### Stated exercise
Copy the records verbatim, from the line containing "Report one point per instance of the awning" through the line containing "[(204, 303)]", both lines included.

===== Data for this exercise =====

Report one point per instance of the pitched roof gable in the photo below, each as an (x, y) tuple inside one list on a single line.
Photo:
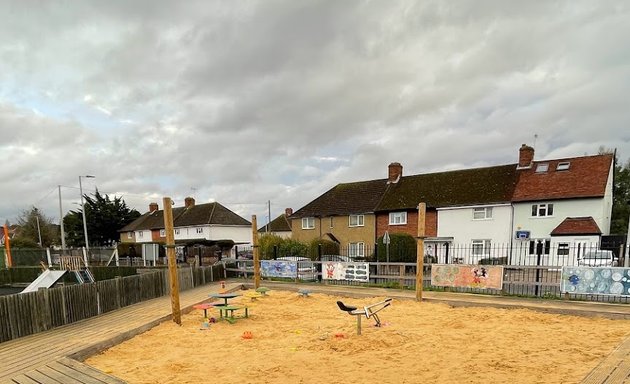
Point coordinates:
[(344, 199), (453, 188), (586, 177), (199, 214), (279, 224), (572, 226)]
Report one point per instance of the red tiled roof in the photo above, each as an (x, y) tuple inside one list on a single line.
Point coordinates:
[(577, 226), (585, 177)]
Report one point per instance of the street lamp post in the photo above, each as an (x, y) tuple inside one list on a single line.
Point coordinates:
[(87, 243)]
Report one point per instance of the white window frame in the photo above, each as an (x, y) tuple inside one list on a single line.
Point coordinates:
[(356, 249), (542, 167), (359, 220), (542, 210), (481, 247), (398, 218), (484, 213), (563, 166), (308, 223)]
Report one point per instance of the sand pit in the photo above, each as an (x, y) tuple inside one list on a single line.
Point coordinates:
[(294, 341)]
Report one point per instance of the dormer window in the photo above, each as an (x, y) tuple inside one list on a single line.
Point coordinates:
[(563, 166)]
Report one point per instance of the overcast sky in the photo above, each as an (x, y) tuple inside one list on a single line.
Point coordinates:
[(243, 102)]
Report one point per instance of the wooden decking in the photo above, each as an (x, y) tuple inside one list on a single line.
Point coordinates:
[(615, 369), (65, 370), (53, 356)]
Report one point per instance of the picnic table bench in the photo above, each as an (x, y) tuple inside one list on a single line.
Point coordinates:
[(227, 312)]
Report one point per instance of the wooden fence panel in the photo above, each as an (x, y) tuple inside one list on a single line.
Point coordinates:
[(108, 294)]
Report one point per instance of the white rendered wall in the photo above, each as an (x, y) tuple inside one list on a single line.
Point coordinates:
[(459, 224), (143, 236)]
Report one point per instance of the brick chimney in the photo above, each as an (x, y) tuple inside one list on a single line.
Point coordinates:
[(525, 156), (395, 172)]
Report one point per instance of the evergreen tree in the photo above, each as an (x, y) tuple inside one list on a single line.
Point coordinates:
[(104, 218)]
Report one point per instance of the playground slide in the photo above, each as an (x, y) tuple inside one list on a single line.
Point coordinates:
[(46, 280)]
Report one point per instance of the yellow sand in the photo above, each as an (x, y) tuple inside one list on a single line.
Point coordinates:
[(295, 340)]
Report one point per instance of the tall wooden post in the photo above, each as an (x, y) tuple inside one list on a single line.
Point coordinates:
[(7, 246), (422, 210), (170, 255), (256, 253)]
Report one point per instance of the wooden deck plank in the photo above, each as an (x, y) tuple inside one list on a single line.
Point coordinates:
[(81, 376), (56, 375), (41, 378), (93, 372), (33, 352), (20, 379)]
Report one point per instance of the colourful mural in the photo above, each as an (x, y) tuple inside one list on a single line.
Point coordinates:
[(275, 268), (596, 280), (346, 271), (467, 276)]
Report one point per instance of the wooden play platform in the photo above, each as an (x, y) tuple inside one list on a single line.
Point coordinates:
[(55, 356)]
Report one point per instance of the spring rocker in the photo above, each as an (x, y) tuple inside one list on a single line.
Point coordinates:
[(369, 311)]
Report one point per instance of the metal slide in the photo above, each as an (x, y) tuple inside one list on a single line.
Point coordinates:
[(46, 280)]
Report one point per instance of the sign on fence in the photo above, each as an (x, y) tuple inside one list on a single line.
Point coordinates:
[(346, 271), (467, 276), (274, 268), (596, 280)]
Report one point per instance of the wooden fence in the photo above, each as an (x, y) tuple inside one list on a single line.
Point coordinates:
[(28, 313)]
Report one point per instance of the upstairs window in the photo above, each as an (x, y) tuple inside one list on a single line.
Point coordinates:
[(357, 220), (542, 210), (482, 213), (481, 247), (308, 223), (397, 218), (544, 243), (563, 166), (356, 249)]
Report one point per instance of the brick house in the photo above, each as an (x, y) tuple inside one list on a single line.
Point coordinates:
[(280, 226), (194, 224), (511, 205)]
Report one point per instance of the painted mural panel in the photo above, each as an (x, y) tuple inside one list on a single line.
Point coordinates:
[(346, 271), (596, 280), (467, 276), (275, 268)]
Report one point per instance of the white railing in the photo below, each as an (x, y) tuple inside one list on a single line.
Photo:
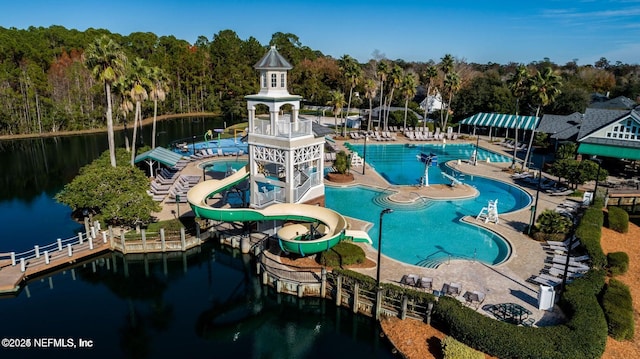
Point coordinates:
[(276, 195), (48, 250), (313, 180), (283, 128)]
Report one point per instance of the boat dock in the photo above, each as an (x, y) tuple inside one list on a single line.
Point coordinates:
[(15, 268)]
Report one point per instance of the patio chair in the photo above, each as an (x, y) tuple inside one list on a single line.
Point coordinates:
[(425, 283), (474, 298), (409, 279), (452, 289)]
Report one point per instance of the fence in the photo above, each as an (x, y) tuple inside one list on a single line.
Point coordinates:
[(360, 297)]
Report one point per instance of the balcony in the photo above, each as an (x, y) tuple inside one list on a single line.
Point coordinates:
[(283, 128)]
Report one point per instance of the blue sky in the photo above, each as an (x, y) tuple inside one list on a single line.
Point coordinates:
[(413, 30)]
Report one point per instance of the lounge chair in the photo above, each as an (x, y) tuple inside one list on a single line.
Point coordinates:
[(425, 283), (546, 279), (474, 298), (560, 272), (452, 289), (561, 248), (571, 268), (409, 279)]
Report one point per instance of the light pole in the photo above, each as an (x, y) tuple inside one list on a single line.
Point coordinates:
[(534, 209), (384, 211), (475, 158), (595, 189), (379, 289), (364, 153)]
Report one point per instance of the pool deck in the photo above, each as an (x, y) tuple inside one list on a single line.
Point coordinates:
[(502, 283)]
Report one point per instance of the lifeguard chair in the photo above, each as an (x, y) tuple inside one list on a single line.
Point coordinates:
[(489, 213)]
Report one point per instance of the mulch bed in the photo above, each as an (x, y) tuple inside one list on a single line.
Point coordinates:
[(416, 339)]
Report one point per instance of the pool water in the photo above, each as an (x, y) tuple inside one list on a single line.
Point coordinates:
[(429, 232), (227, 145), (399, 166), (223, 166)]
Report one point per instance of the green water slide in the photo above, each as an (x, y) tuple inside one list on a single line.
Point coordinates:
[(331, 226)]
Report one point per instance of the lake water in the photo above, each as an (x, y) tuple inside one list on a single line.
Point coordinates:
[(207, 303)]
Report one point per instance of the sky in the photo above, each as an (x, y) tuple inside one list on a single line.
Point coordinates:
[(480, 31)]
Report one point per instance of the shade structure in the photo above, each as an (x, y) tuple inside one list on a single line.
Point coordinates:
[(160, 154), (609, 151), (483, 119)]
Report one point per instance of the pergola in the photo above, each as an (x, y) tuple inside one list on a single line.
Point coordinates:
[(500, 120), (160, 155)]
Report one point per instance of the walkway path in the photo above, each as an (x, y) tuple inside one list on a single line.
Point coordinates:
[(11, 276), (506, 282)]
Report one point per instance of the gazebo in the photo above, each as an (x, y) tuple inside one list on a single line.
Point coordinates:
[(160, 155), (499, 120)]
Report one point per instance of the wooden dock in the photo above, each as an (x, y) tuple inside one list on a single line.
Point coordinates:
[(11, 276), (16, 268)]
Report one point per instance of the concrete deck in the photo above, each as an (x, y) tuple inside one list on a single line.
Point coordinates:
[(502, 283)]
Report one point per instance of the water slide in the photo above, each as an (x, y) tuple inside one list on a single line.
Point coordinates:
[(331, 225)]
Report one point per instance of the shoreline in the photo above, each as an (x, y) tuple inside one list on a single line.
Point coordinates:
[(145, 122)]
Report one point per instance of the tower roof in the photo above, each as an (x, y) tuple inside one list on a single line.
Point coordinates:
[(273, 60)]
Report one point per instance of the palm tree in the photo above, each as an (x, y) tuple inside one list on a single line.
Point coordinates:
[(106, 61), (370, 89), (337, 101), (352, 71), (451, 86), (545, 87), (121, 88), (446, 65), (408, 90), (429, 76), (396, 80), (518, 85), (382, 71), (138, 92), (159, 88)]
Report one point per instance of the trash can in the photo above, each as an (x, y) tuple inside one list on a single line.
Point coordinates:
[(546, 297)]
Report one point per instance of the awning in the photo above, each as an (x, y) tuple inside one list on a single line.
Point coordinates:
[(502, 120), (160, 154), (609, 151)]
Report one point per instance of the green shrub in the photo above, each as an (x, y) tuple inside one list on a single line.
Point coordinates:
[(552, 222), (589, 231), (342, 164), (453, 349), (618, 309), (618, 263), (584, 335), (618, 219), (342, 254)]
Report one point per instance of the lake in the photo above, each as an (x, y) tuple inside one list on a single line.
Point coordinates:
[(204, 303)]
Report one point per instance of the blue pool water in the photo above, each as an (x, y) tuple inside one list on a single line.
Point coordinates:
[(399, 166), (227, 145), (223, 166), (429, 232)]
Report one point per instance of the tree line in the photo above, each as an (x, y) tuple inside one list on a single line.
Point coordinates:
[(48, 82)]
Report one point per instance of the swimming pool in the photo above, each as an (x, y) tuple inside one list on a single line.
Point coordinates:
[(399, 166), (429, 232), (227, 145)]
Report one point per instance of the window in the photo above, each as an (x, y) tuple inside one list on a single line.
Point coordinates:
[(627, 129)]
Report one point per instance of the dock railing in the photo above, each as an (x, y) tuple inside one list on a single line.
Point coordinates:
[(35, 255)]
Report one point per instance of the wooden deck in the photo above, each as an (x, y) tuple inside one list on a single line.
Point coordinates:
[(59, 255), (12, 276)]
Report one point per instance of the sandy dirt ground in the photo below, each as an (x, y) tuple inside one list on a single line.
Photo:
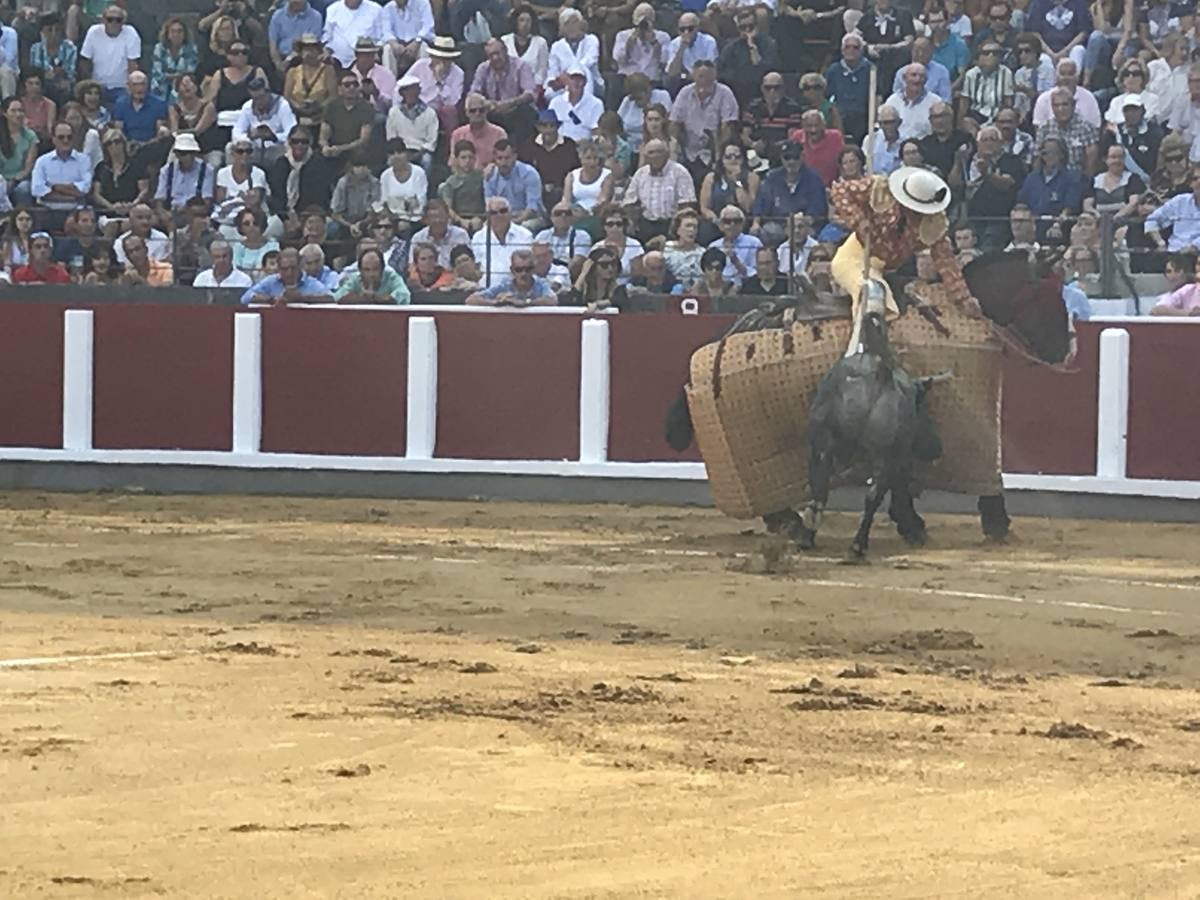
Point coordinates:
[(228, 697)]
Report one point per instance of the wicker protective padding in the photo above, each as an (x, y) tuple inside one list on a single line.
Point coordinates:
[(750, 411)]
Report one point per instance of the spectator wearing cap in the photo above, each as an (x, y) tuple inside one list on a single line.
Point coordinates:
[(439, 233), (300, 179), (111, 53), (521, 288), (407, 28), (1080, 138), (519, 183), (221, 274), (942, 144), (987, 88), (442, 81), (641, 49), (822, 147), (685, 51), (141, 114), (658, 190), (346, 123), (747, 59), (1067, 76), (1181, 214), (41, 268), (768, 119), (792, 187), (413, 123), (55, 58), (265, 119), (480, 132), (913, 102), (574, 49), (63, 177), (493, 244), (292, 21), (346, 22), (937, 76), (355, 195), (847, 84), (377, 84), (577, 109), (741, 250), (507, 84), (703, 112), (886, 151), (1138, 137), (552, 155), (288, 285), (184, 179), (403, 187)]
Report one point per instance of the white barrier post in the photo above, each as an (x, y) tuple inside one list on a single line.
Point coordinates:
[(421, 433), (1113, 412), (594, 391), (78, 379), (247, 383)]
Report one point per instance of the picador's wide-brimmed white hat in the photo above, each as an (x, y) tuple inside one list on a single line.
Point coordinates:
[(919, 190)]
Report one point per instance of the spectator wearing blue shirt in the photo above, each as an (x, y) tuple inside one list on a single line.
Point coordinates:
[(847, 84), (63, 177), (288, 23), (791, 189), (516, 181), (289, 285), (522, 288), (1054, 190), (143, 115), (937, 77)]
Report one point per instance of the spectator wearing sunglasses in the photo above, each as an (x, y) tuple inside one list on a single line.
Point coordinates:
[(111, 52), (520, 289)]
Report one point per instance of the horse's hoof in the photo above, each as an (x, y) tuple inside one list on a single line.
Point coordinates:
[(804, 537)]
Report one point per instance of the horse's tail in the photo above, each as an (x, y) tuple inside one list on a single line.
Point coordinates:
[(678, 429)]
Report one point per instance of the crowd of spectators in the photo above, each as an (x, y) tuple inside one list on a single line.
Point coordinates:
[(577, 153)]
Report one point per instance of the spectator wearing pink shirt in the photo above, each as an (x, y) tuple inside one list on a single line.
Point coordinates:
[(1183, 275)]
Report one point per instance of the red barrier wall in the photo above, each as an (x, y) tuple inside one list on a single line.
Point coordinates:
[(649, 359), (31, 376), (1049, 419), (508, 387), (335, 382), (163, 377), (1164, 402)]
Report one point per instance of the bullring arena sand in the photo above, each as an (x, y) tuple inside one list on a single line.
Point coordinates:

=====

### Answer below
Report one point per instance of the awning in the photo above, each as an (x, y) tuple inside one list on a single line.
Point coordinates:
[(502, 120), (160, 154), (609, 151)]
Report one point per instance of the green shrub in the photo above, each as an (x, y) tuple inside one list on a single line.
Point coordinates:
[(552, 222), (589, 231), (342, 164), (453, 349), (618, 309), (618, 263), (584, 335), (618, 219), (342, 254)]
Report one point per instance of the lake in the photo above, each as an (x, y) tuple inside one list on a single line.
Point coordinates:
[(204, 303)]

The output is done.